• **To do**:
Write out each of the following records word for word, without any alteration.

(Items from a dataset)
------------------------------
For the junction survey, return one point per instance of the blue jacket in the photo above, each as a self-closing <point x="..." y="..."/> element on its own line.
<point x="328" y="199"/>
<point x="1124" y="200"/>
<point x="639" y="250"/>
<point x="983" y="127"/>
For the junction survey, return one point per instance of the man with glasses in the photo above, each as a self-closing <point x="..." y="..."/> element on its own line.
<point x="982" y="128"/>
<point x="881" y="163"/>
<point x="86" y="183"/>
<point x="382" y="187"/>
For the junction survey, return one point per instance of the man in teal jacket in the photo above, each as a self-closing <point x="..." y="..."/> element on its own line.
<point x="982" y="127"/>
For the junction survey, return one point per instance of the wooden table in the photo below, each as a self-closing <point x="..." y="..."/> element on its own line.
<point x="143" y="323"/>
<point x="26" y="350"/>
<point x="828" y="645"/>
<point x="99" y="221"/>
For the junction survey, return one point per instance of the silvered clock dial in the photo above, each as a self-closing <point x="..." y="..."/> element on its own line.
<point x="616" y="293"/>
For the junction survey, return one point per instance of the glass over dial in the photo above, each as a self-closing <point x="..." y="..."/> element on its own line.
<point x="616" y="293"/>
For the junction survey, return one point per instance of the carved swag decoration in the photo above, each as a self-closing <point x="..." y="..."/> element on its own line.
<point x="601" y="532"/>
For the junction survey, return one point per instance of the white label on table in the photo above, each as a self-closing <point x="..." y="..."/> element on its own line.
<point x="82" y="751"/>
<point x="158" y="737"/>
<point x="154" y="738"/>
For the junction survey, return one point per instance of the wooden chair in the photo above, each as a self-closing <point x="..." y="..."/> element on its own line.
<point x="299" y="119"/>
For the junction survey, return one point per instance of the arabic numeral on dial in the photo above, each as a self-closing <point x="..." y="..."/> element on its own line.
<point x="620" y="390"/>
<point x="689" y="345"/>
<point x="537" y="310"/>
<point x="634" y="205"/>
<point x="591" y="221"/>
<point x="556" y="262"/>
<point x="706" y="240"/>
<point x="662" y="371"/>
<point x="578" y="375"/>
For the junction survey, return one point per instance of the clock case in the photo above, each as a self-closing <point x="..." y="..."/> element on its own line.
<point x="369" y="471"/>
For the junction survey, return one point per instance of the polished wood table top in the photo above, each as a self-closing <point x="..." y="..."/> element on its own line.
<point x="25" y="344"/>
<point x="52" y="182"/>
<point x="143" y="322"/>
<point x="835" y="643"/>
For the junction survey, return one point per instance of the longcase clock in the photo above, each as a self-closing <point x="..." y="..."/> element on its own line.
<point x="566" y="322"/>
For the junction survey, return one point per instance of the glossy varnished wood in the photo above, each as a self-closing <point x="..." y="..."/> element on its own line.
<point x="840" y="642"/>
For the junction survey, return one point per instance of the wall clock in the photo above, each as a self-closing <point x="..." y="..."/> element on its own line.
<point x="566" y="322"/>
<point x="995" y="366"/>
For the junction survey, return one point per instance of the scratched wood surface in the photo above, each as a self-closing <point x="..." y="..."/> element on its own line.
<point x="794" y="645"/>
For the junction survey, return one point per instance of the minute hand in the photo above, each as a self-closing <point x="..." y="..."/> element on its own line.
------------------------------
• **Answer to the exercise**:
For the junction survey, return one point per instance of the blue jacket in the photo above, each as a self-closing <point x="..." y="..."/> element on its own line.
<point x="328" y="199"/>
<point x="1124" y="200"/>
<point x="639" y="250"/>
<point x="983" y="127"/>
For the junction survey, return one point per instance of the man with glasses in the photo above, each as a self-closing <point x="..." y="..."/> element on its own line.
<point x="982" y="128"/>
<point x="881" y="163"/>
<point x="86" y="183"/>
<point x="382" y="187"/>
For the junction survey, return one point per instance of the man in teal jacket in the photo above, each as a self-closing <point x="..." y="..."/> element on its own line.
<point x="982" y="127"/>
For the junction survey, return one point per instance of the wooden table in the photo below, each as a self-closing <point x="..." y="..."/> element on its own line.
<point x="143" y="323"/>
<point x="26" y="350"/>
<point x="828" y="645"/>
<point x="99" y="221"/>
For the junction survey, return one point per instance of the silvered clock dial in the photo above, each as a self-closing <point x="..." y="..."/> element on its own line.
<point x="616" y="293"/>
For the junction survey, return one point per instance of the glass over dial in the photo above, each as a self-closing <point x="..." y="..."/> element on its own line.
<point x="616" y="293"/>
For the junction survey, return one point per instance of the carved swag decoration in the photo above, each as a self-closing <point x="..." y="..."/> element on its own line.
<point x="601" y="532"/>
For the junction survey, return one point per instance of the white label on table in the photo above, each as a self-closing <point x="..." y="..."/> element on its own line.
<point x="82" y="751"/>
<point x="158" y="737"/>
<point x="154" y="738"/>
For the junction survey, return one point per instance of the wooden chair in the photo above, each as a self-closing <point x="..." y="..."/> element on its own line.
<point x="299" y="119"/>
For the junction survey, return one point per instance of the arabic numeral on dial in the photo above, each as a self-closing <point x="..." y="..."/> element on its own line.
<point x="620" y="390"/>
<point x="689" y="345"/>
<point x="537" y="310"/>
<point x="634" y="205"/>
<point x="591" y="221"/>
<point x="556" y="262"/>
<point x="706" y="240"/>
<point x="662" y="371"/>
<point x="578" y="375"/>
For the junction survey, return one point per instance of the clock case in the photo above, each as a self-closing <point x="..." y="..."/> element on its own line.
<point x="369" y="471"/>
For the junction survey, return one point per instance of the polished wood table top in the photo above, each as a self-closing <point x="..." y="..."/> element on its own line.
<point x="25" y="344"/>
<point x="52" y="182"/>
<point x="143" y="322"/>
<point x="835" y="643"/>
For the junction survey, return one point per instance of the longcase clock in the photo above, each as a self-closing <point x="..." y="..."/> element on its own line.
<point x="566" y="322"/>
For the junction survey, return one point per instance of the glossy varnished wood in the photo above, each as a self-closing <point x="..." y="..."/> element on its own line.
<point x="840" y="642"/>
For the junction survey, return one point per instance of the wall clock in the photo above, each as a self-closing <point x="..." y="..."/> element on its own line.
<point x="566" y="322"/>
<point x="995" y="366"/>
For the junction survey, return one point per instance of the scratched wood surface in the photo above, each as a self-closing <point x="..." y="..."/> element on its own line.
<point x="794" y="645"/>
For the junction survey, return one point per instance of the minute hand in the photo above, each as a self-closing <point x="..." y="..."/> element on its own line.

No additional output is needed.